Kaynak
________________________________________

Onu bırakın Jorge Luis Borges bile şöyle yazıyor: "Aslında 84 yıldan beri intihar ediyorum. Ve halen intihar etmediğimi kim garanti edebilir?" Özetle, en hafif tabiriyle benim yazarlarım yaşamı pek umursamamış. Kendilerini bazen alkolün, bazen derin dramların, bazen amansız aşkların pençesine bırakarak kendi sonlarını hazırlamışlar. Bu yolda da bize mükemmel eserler bırakmışlar.
"Yazarlar yazarak bizi zenginleştirirken kendilerini fakirleştiriyor" diyorsunuz. Yazarlar yazdıkça adeta bir kalem gibi tükeniyor görüntüsü uyanıyor. Bu tükeniş, yazarların eserlerinde açıkça hissediliyor mu? Sizce yazarların farkında olmadan kendilerini tüketmesi, onları daha güçlü bir anlatıcı haline mi getiriyor?

________________________________________

Derlenen malzeme
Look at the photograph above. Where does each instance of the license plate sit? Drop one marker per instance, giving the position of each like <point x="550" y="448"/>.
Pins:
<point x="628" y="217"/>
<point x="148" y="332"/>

________________________________________

Yapılması gereken
Kaynağa göre yazarlar kendilerini zaman zaman nelerin pençesine bırakmış? Hepsini sıralayın. Satırların bu işle hiçbir ilgisi yok.

Tam cevap
Alkol, derin dramlar, amansız aşklar.